*EXCERPTED TEXT*.

****************************************

But May 4, 1997 held a very special surprise. Ray and Gail Turner were members of North Atlanta at that time, when they still lived in our area. Ray had been struggling for years with issues related to his liver, and it became a life and death situation. He had to have a transplant or he would die. The day finally came when he received word that the life-saving organ donation was ready. Ray’s surgery was a great success.
But as is true with all organ donation of this sort, someone else had to die in order for Ray to live. Whenever we rejoice when someone finally gets the word that a transplant is available, we are also painfully aware that some other family is grieving deeply.
But on that Sunday morning in May of ’97, sitting with Ray and Gail Turner, was the family of the donor. Ray’s donor was a younger man, a father, husband and son. Ray now was alive because of the liver he received, and on that Sunday morning, this young man's son, wife, and parents were in our worship service. We recognized them and the church responded with the appropriate applause that signified our deepest gratitude and sympathy. They received it with grace, but there was not a dry eye in the place.

****************************************

*Stored data entries*.

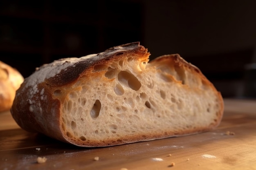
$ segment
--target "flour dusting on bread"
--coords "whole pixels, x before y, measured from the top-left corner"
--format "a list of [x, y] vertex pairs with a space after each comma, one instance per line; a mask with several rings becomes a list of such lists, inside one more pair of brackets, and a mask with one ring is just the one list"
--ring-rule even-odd
[[11, 113], [28, 131], [87, 147], [120, 145], [209, 130], [223, 99], [178, 54], [149, 62], [134, 42], [60, 59], [26, 78]]

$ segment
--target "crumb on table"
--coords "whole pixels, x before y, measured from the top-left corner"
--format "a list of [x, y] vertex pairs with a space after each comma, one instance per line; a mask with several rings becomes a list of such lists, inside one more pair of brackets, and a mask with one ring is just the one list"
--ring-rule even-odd
[[46, 161], [47, 159], [45, 157], [38, 157], [37, 163], [44, 163]]
[[168, 167], [172, 167], [173, 166], [174, 166], [175, 165], [175, 163], [174, 162], [172, 162], [171, 165], [168, 166]]

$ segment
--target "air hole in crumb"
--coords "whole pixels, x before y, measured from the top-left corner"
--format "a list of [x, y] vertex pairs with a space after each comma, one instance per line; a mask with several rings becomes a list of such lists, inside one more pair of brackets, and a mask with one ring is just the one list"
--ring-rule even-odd
[[155, 102], [152, 100], [150, 98], [149, 98], [149, 102], [150, 102], [150, 103], [151, 103], [152, 105], [153, 105], [153, 106], [155, 107], [157, 106], [157, 105], [155, 104]]
[[141, 99], [145, 99], [148, 95], [144, 93], [141, 93], [139, 94], [139, 97]]
[[105, 73], [105, 76], [109, 79], [112, 79], [116, 77], [116, 70], [110, 67], [108, 67], [108, 71]]
[[66, 133], [66, 135], [67, 135], [67, 137], [72, 137], [72, 135], [69, 132], [67, 132], [67, 133]]
[[72, 110], [72, 101], [71, 100], [69, 100], [67, 102], [67, 110], [69, 112]]
[[79, 138], [80, 139], [81, 139], [81, 141], [85, 141], [86, 140], [86, 138], [85, 138], [85, 137], [84, 136], [81, 136]]
[[128, 62], [130, 62], [131, 61], [132, 61], [133, 60], [133, 58], [132, 57], [129, 57], [129, 58], [128, 58], [127, 59], [127, 61]]
[[66, 129], [66, 126], [65, 126], [65, 124], [63, 123], [61, 124], [61, 127], [62, 128], [62, 129], [63, 129], [63, 130], [64, 131]]
[[61, 94], [61, 91], [60, 90], [56, 90], [54, 92], [54, 94], [56, 96], [58, 96]]
[[123, 64], [123, 61], [122, 60], [119, 61], [119, 62], [118, 62], [118, 64], [119, 64], [120, 66], [122, 66]]
[[173, 81], [172, 77], [170, 75], [162, 73], [159, 74], [159, 76], [160, 78], [166, 82], [172, 82]]
[[141, 86], [141, 84], [137, 77], [127, 71], [120, 71], [118, 73], [117, 78], [120, 82], [135, 91], [138, 91]]
[[150, 103], [148, 102], [148, 101], [146, 101], [145, 103], [145, 105], [148, 108], [151, 108], [151, 106], [150, 106]]
[[111, 95], [110, 95], [109, 94], [108, 94], [107, 95], [107, 97], [108, 97], [108, 99], [109, 99], [109, 100], [113, 100], [113, 97], [112, 97]]
[[70, 93], [70, 98], [76, 98], [76, 93]]
[[85, 103], [86, 103], [86, 99], [84, 98], [82, 98], [81, 100], [80, 101], [80, 103], [82, 106], [84, 106], [85, 105]]
[[124, 93], [124, 90], [123, 86], [119, 83], [116, 84], [116, 86], [114, 88], [114, 91], [119, 96], [122, 95]]
[[121, 55], [122, 54], [124, 54], [124, 53], [119, 53], [117, 54], [116, 54], [116, 56], [118, 56], [118, 55]]
[[76, 124], [74, 121], [71, 121], [71, 128], [72, 129], [74, 129], [76, 127]]
[[109, 127], [112, 129], [117, 129], [117, 126], [114, 124], [110, 125]]
[[161, 95], [161, 97], [163, 99], [165, 99], [166, 97], [166, 95], [165, 94], [165, 92], [164, 91], [161, 90], [160, 91], [160, 95]]
[[101, 107], [101, 104], [99, 100], [96, 100], [91, 110], [91, 117], [93, 119], [97, 118], [99, 115], [99, 112]]
[[94, 71], [102, 71], [106, 70], [108, 66], [105, 64], [98, 64], [94, 66], [93, 68]]

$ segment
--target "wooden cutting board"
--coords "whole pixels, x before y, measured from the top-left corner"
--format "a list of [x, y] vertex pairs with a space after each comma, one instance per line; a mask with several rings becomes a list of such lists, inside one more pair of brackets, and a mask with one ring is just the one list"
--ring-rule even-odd
[[[9, 112], [0, 113], [0, 170], [256, 170], [256, 101], [225, 102], [223, 119], [214, 130], [100, 148], [27, 132]], [[38, 157], [46, 161], [38, 163]]]

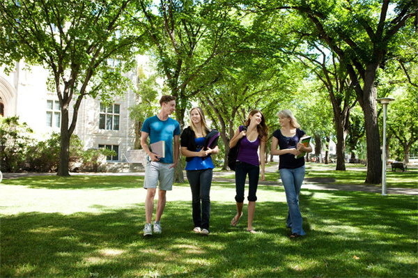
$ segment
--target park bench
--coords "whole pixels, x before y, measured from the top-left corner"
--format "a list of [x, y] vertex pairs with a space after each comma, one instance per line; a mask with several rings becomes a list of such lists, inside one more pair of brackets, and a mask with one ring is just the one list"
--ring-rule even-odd
[[402, 171], [405, 171], [407, 169], [407, 167], [403, 166], [403, 163], [402, 162], [392, 162], [392, 171], [395, 171], [395, 172], [396, 171], [396, 168], [397, 169], [400, 169], [402, 170]]

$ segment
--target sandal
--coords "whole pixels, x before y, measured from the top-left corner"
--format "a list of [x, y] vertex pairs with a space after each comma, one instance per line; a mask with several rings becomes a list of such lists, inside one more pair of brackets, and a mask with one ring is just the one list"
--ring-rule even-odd
[[238, 213], [237, 213], [237, 214], [233, 217], [233, 218], [232, 219], [232, 220], [231, 220], [231, 226], [232, 226], [233, 227], [235, 227], [237, 226], [237, 224], [238, 224], [238, 222], [240, 222], [240, 219], [241, 219], [241, 217], [242, 217], [242, 215], [241, 215], [241, 216], [240, 216], [240, 217], [238, 218], [238, 220], [235, 220], [236, 217], [238, 216]]
[[291, 239], [299, 238], [300, 236], [302, 236], [302, 235], [300, 235], [299, 233], [293, 233], [291, 235]]
[[193, 231], [194, 233], [200, 233], [201, 232], [200, 227], [194, 227], [194, 229], [193, 229]]

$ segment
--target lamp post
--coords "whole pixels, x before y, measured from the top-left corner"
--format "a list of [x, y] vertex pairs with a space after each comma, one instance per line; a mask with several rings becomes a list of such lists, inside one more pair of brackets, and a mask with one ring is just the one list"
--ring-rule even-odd
[[382, 148], [382, 195], [386, 196], [386, 114], [387, 112], [387, 105], [394, 98], [378, 98], [383, 107], [383, 148]]

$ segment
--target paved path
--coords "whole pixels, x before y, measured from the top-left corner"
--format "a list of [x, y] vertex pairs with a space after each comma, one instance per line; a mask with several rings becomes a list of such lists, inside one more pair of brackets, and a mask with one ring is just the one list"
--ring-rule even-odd
[[[327, 169], [329, 170], [329, 169]], [[275, 173], [277, 171], [277, 165], [273, 165], [265, 169], [266, 172]], [[54, 173], [3, 173], [3, 178], [17, 178], [24, 176], [53, 176]], [[144, 172], [137, 173], [71, 173], [71, 175], [91, 175], [91, 176], [144, 176]], [[226, 176], [233, 175], [233, 172], [214, 172], [213, 180], [225, 183], [234, 183], [233, 178], [226, 178]], [[302, 189], [318, 190], [343, 190], [343, 191], [362, 191], [366, 192], [382, 193], [381, 186], [373, 185], [335, 185], [334, 179], [332, 178], [305, 178], [302, 185]], [[261, 181], [261, 185], [271, 186], [282, 186], [281, 182], [275, 181]], [[400, 187], [387, 187], [386, 190], [388, 194], [405, 194], [405, 195], [418, 195], [417, 188], [400, 188]]]

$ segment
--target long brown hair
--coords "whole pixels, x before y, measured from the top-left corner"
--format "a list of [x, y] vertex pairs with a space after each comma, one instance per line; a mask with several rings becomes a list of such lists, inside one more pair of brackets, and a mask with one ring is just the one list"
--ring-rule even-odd
[[291, 110], [289, 110], [289, 109], [281, 110], [280, 112], [279, 112], [278, 115], [283, 118], [290, 118], [291, 119], [291, 125], [293, 128], [300, 128], [300, 125], [299, 123], [297, 123], [297, 120], [296, 120], [296, 118], [295, 118], [295, 116], [293, 116], [293, 113], [292, 113], [292, 111]]
[[248, 114], [248, 118], [245, 121], [245, 125], [249, 125], [251, 122], [251, 119], [249, 118], [250, 116], [253, 116], [257, 113], [260, 113], [261, 114], [261, 123], [259, 125], [257, 125], [257, 132], [258, 132], [258, 138], [260, 140], [267, 141], [267, 139], [268, 138], [268, 127], [265, 124], [265, 118], [264, 118], [264, 115], [263, 115], [263, 112], [260, 110], [254, 109]]

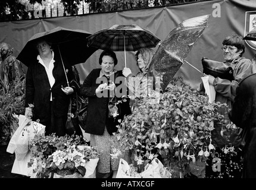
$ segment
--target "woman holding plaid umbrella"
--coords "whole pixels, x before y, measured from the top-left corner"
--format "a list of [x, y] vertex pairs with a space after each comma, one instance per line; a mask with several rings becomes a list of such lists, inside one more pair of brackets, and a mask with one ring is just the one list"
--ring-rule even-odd
[[135, 99], [146, 97], [155, 88], [155, 78], [148, 72], [154, 53], [152, 49], [148, 48], [141, 48], [137, 51], [135, 59], [139, 71], [135, 76], [132, 74], [130, 68], [124, 68], [123, 69], [123, 74], [126, 77], [129, 95]]
[[[99, 59], [101, 68], [92, 70], [85, 79], [80, 88], [80, 94], [88, 97], [88, 108], [85, 132], [90, 134], [90, 145], [97, 147], [102, 151], [97, 165], [96, 178], [107, 178], [117, 172], [120, 157], [111, 158], [114, 154], [115, 145], [112, 143], [113, 133], [117, 131], [124, 115], [131, 114], [129, 99], [123, 100], [123, 96], [127, 95], [126, 90], [117, 93], [119, 86], [126, 90], [124, 77], [121, 71], [117, 71], [115, 53], [111, 50], [103, 51]], [[123, 81], [118, 82], [119, 79]], [[113, 96], [111, 96], [113, 95]], [[111, 100], [117, 98], [121, 101], [117, 106], [118, 112], [111, 114], [109, 104]], [[124, 154], [126, 157], [127, 154]], [[125, 160], [128, 160], [128, 157]]]

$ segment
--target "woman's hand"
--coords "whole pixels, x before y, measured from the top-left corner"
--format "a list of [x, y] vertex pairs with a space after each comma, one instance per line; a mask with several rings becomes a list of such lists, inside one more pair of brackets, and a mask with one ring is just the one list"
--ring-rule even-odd
[[99, 84], [99, 86], [98, 87], [98, 88], [96, 88], [95, 93], [98, 93], [104, 90], [105, 89], [107, 88], [107, 83]]
[[129, 74], [132, 74], [132, 71], [130, 69], [130, 68], [127, 68], [127, 67], [124, 67], [123, 69], [123, 75], [125, 77], [128, 77], [128, 75]]
[[108, 86], [107, 86], [107, 87], [106, 87], [107, 90], [110, 90], [110, 91], [115, 90], [115, 83], [114, 83], [113, 81], [111, 81], [111, 82], [112, 82], [111, 84], [110, 84]]
[[213, 85], [213, 81], [214, 81], [214, 79], [215, 79], [214, 77], [211, 75], [208, 75], [208, 76], [209, 77], [209, 79], [208, 79], [209, 84]]
[[64, 88], [63, 86], [62, 86], [61, 90], [67, 95], [71, 94], [74, 92], [74, 89], [73, 89], [70, 87], [66, 87]]

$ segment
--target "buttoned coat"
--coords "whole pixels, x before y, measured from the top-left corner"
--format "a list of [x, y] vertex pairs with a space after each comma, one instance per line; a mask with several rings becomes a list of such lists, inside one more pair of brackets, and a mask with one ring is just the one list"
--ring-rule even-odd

****************************************

*TASKS*.
(1) List the members of the donor's family who, according to the account of Ray Turner's liver transplant, were in the worship service that Sunday morning.
(2) Reproduce the passage of the account of Ray Turner's liver transplant, starting with "But May 4, 1997" and going on through "is grieving deeply.".

*TASK-BY-TASK SOLUTIONS*.
(1)
- His son
- His wife
- His parents

(2)
But May 4, 1997 held a very special surprise. Ray and Gail Turner were members of North Atlanta at that time, when they still lived in our area. Ray had been struggling for years with issues related to his liver, and it became a life and death situation. He had to have a transplant or he would die. The day finally came when he received word that the life-saving organ donation was ready. Ray’s surgery was a great success.
But as is true with all organ donation of this sort, someone else had to die in order for Ray to live. Whenever we rejoice when someone finally gets the word that a transplant is available, we are also painfully aware that some other family is grieving deeply.